• Passage shown
★ ★ ★
During her three years as a graduate student, Fuerte worked full-time as a research and development engineer at BioVentrix, a startup responsible for creating a device to reshape the heart for patients with ischemic cardiomyopathy.

“Being part of the industry and a student, I was able to directly apply what I was learning to my job,” Fuerte says. “I [took] advantage of events such as the medical device conference that takes place down the street from [SJSU] to both find suppliers I needed for my job and graduate project.” 

Fuerte especially appreciated that her graduate classes were held in the evenings, which allowed her access to any class she wanted despite her workload outside of SJSU. “There were times where I had to travel out of the country to perform studies for my work and my professors were very understanding. There was a lot of flexibility since my job was directly related to my classes,” she says. 

Fuerte was able to bring on two undergraduate students as interns at BioVentrix to work with her on her graduate project. She is most proud of being able to mentor and guide them through the processes of engineering design.
★ ★ ★
• Data supplied
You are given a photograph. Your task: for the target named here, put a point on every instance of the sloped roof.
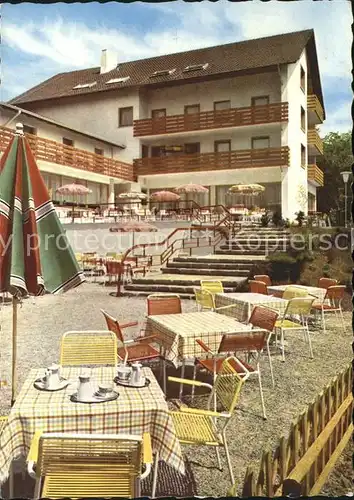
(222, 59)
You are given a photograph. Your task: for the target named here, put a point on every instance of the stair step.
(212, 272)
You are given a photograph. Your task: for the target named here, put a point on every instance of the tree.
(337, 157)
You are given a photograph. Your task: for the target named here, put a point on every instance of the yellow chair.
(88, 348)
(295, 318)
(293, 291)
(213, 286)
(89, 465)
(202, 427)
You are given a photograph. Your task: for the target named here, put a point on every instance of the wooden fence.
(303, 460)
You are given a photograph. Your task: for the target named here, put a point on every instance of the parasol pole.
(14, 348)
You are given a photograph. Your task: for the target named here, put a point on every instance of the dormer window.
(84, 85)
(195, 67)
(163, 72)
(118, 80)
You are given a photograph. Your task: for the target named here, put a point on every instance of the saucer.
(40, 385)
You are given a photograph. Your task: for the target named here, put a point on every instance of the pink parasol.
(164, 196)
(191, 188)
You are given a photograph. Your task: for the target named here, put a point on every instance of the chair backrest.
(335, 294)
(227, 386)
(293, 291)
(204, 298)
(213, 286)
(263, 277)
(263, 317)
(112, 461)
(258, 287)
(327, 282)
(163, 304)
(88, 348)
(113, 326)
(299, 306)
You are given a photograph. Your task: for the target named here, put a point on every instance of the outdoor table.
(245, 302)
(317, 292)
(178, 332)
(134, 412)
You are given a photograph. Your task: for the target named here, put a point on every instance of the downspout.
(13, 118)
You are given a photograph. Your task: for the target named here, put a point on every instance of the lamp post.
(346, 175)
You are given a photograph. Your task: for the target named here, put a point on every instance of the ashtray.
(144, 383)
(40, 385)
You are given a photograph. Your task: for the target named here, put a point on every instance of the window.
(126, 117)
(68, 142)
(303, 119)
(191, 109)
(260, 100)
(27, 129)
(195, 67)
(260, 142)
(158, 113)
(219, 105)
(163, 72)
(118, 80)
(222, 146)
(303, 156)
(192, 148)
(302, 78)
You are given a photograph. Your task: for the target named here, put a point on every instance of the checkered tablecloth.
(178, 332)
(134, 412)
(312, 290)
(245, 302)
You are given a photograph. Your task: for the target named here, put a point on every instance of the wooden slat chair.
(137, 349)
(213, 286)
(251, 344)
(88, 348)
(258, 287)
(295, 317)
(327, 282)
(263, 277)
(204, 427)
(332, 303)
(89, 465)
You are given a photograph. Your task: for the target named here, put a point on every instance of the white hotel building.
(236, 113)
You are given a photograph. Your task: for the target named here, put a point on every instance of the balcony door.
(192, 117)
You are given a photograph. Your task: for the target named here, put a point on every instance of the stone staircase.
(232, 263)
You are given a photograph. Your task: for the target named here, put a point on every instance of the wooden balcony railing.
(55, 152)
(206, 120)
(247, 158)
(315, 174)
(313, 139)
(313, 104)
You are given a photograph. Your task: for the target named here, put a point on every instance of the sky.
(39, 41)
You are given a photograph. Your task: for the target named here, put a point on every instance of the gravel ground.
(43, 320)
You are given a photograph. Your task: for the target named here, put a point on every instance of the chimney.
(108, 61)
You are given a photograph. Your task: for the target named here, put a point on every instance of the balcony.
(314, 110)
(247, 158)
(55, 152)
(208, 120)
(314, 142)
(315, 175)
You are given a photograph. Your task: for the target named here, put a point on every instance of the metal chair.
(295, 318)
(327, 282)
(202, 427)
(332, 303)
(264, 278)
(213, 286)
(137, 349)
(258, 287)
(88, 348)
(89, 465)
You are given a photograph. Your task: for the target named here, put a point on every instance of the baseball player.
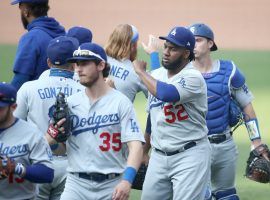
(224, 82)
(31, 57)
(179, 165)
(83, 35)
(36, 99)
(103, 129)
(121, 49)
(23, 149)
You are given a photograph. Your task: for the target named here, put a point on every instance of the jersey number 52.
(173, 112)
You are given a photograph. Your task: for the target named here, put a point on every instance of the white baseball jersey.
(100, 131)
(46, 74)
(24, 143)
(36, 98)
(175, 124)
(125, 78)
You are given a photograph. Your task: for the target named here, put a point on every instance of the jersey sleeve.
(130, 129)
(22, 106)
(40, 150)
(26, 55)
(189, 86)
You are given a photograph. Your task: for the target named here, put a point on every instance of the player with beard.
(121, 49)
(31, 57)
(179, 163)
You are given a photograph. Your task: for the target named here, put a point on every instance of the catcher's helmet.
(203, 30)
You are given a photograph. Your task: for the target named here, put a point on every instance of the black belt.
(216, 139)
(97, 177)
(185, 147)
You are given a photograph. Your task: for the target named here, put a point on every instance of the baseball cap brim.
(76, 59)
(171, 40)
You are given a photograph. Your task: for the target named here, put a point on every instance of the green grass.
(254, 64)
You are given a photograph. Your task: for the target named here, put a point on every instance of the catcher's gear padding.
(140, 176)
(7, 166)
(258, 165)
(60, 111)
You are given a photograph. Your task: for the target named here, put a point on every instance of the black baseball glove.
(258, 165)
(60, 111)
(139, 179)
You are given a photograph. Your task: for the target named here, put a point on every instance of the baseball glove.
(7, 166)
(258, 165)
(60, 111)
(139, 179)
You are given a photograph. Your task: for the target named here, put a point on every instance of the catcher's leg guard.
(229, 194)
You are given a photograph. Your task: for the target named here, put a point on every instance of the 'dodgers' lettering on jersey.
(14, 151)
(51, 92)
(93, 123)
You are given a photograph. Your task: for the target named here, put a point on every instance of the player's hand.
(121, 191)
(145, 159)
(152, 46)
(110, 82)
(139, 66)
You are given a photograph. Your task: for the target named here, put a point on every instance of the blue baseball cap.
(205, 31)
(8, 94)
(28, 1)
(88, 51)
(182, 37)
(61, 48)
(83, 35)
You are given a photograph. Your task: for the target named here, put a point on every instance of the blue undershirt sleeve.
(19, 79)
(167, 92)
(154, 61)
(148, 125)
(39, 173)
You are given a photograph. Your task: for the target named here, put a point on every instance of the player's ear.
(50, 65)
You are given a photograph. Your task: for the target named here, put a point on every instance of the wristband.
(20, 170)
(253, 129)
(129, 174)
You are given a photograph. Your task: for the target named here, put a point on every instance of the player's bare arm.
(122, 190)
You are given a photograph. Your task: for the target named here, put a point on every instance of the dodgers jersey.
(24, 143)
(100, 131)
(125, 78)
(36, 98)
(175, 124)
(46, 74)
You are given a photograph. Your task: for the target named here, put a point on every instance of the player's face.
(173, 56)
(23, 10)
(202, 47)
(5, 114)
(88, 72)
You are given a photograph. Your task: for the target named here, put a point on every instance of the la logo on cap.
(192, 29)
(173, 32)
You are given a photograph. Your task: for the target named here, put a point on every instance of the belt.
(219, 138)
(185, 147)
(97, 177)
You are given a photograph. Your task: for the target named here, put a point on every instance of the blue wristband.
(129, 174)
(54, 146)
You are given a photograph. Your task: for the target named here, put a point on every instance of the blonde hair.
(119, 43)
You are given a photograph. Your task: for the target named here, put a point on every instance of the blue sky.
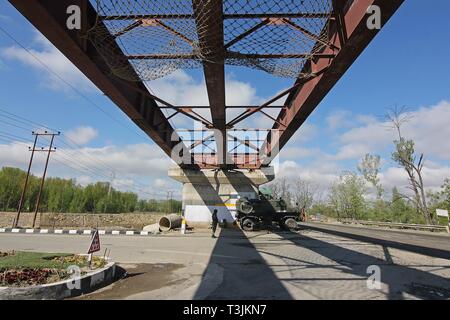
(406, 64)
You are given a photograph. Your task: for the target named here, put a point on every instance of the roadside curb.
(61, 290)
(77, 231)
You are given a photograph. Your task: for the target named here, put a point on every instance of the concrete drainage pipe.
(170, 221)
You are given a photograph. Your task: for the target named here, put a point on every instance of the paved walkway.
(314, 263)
★ ★ ★
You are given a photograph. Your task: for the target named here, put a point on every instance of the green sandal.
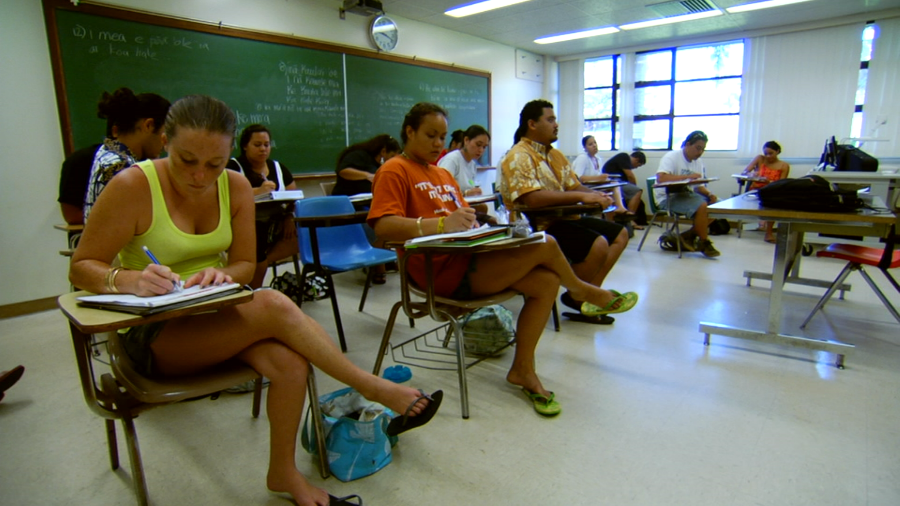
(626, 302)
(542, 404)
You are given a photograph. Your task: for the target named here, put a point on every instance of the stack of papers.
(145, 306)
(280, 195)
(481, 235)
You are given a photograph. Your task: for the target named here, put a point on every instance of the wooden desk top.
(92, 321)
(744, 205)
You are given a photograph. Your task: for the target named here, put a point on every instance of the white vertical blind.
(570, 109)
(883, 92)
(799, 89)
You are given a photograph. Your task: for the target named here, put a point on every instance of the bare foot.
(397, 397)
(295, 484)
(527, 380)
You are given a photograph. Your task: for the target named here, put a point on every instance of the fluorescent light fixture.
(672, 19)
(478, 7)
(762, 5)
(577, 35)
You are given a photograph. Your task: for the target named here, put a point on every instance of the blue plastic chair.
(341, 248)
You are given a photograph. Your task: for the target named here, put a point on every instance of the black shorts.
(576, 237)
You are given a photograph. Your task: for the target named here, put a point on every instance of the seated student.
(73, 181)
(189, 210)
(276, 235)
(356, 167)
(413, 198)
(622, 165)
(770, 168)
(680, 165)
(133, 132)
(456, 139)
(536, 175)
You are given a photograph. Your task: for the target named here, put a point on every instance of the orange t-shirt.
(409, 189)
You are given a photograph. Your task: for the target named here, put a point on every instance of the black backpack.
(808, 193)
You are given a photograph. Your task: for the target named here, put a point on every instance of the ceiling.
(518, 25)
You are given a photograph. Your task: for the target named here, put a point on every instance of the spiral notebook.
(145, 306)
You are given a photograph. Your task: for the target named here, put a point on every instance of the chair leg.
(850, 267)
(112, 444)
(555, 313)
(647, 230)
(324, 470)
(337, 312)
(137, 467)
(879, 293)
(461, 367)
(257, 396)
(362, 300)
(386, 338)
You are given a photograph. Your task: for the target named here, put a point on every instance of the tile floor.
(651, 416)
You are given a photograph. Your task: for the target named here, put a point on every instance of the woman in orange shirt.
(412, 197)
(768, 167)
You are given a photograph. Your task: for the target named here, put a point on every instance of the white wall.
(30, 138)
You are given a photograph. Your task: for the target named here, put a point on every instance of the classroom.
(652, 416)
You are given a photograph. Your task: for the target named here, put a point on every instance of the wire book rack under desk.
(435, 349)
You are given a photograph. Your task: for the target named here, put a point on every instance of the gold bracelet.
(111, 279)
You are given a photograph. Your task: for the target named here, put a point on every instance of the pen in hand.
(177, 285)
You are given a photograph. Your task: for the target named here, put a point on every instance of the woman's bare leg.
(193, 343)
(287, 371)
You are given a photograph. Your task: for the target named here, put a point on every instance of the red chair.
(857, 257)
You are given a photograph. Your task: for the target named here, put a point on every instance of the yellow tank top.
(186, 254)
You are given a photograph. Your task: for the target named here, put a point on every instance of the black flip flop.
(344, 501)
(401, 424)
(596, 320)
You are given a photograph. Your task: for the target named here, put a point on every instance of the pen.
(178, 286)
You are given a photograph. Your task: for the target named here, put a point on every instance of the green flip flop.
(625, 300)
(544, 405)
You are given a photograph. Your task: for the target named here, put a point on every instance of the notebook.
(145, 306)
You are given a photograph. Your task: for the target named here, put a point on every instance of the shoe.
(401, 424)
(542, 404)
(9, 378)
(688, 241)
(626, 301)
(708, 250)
★ ★ ★
• Tasks to carry out
A. Extract the part of the passage about Fuerte's graduate studies, everything from "During her three" down to "with ischemic cardiomyopathy.", word for word.
B. In the passage about Fuerte's graduate studies, what was the device being created at BioVentrix designed to do?
The items have no connection to the passage about Fuerte's graduate studies.

• Answers to this exercise
A.
During her three years as a graduate student, Fuerte worked full-time as a research and development engineer at BioVentrix, a startup responsible for creating a device to reshape the heart for patients with ischemic cardiomyopathy.

B. It was designed to reshape the heart for patients with ischemic cardiomyopathy.